Task description: How many lines in the listing include the string "gray"? Reply with the number alone.

Material provided:
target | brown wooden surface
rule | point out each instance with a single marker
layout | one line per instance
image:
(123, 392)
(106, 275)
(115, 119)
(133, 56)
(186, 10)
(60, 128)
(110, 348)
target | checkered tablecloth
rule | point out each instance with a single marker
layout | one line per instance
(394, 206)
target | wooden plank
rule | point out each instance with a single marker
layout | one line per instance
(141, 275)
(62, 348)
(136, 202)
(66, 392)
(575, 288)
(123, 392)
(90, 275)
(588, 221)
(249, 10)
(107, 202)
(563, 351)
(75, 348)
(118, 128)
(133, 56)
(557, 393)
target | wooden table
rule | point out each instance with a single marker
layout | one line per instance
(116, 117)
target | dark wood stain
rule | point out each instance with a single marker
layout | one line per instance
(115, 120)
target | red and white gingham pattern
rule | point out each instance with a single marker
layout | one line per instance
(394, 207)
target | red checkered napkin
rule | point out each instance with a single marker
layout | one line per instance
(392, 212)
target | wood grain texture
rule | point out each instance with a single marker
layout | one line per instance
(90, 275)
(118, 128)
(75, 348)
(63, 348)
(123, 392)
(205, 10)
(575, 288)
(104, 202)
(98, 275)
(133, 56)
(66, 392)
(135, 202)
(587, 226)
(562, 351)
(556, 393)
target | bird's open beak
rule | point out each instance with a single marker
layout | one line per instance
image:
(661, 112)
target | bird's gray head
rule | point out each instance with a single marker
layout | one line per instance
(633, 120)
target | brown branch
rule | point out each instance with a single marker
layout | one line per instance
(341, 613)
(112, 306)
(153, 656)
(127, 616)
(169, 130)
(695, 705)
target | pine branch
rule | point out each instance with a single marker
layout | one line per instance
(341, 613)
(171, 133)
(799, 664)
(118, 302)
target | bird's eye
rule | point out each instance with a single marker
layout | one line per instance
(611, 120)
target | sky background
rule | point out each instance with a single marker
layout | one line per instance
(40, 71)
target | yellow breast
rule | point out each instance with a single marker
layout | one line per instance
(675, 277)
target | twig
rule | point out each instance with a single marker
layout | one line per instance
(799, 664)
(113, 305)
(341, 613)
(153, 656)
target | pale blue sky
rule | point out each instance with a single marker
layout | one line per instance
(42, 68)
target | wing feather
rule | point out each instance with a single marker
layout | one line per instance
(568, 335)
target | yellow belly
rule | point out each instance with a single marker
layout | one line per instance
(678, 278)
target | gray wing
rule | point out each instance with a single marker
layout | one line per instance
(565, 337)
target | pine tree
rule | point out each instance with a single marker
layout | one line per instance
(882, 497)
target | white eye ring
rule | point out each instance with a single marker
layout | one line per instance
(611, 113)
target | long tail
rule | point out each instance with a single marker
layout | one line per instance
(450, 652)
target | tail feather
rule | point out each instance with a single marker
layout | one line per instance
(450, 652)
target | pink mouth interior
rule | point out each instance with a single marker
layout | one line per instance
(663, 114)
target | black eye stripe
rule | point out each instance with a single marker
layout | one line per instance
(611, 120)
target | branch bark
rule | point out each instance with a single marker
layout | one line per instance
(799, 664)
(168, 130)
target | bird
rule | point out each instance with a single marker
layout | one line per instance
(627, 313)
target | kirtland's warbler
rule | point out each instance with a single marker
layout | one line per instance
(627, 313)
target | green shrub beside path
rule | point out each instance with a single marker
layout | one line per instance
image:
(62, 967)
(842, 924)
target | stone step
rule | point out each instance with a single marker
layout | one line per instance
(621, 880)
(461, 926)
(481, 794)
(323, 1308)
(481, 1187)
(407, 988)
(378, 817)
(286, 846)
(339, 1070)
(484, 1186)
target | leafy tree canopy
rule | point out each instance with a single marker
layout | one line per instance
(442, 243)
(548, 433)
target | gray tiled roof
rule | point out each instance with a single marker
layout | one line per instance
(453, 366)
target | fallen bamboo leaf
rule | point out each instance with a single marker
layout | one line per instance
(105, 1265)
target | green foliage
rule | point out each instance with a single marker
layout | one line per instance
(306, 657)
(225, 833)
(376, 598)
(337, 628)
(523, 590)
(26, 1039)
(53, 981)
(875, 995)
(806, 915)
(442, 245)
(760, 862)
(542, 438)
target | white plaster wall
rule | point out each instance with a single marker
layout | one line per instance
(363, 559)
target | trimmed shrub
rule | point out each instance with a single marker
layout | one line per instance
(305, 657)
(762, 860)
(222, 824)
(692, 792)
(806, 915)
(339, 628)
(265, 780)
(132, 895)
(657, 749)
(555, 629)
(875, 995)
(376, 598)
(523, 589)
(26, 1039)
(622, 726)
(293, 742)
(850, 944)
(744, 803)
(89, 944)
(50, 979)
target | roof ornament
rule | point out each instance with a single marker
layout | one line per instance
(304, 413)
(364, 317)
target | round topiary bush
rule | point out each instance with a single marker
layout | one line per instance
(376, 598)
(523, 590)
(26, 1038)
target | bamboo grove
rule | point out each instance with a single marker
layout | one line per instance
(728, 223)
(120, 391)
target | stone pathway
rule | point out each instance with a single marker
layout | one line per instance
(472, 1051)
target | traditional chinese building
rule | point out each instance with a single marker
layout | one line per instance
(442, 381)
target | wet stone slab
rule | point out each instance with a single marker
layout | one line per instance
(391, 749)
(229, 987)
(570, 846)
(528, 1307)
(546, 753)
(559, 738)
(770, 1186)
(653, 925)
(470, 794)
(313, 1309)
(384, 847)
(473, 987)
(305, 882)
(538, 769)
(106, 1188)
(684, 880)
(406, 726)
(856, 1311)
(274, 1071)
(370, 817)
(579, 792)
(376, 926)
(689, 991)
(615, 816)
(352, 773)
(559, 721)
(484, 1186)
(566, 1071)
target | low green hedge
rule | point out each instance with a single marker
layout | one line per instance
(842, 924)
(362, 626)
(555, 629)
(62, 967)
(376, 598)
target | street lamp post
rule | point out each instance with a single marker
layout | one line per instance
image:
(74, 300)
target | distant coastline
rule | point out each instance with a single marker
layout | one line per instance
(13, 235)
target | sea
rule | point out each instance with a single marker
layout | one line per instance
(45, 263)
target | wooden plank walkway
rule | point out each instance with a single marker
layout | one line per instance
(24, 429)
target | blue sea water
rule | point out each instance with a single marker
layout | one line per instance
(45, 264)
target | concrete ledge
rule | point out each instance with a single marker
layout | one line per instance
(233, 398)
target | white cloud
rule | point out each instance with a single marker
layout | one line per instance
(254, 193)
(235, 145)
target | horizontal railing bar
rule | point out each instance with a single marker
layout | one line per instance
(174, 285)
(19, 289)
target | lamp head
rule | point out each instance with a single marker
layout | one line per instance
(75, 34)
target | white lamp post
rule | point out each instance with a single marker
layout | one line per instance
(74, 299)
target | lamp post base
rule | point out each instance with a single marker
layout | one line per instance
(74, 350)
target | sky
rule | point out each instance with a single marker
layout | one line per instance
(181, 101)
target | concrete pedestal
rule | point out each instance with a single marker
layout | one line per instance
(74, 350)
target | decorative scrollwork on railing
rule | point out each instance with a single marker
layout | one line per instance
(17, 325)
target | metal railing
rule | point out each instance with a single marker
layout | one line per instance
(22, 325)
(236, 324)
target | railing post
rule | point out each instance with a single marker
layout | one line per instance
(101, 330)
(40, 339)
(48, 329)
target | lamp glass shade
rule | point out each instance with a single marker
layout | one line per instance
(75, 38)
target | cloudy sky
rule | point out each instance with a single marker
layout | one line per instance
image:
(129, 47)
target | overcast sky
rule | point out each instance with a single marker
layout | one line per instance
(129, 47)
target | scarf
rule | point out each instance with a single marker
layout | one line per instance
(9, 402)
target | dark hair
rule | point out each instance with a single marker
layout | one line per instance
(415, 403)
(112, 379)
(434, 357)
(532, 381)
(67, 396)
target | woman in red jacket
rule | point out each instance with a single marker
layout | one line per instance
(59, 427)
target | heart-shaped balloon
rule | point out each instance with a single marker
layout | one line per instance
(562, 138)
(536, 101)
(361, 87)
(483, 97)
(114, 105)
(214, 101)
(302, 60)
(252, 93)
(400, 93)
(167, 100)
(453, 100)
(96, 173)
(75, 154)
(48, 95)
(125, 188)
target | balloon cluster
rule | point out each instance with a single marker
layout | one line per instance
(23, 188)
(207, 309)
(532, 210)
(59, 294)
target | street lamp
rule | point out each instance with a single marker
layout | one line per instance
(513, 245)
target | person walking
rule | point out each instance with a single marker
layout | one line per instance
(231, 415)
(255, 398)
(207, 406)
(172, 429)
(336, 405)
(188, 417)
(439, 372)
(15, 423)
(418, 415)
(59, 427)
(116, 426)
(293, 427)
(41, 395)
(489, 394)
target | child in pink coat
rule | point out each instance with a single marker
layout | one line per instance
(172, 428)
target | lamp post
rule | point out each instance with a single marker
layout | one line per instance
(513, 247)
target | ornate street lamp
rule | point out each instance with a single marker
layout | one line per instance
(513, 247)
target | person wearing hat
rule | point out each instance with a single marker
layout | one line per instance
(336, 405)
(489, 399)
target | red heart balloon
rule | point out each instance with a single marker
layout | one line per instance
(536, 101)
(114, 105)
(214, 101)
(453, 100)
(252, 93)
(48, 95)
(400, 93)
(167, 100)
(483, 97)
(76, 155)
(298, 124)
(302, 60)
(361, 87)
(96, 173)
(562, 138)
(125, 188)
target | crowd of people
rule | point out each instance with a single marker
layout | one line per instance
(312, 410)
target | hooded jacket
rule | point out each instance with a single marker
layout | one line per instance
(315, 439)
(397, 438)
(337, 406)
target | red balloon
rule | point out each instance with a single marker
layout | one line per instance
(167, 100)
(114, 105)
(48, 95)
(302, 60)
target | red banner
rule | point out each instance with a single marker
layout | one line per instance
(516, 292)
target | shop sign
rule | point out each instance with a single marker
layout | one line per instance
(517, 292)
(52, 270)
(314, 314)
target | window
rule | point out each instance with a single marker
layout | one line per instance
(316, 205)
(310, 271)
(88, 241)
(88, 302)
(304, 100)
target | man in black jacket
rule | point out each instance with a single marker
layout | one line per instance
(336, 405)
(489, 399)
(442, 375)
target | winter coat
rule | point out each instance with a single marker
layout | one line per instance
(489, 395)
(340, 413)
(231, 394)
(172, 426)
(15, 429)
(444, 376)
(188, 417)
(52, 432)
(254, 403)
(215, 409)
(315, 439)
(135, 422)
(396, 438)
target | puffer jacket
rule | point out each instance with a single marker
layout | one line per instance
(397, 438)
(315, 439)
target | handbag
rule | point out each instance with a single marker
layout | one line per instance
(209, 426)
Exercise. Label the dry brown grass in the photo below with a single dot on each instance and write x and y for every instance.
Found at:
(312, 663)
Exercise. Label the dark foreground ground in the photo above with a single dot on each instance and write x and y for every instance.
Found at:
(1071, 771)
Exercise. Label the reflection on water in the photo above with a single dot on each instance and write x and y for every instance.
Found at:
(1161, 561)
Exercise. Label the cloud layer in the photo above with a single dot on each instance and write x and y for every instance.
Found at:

Problem solution: 3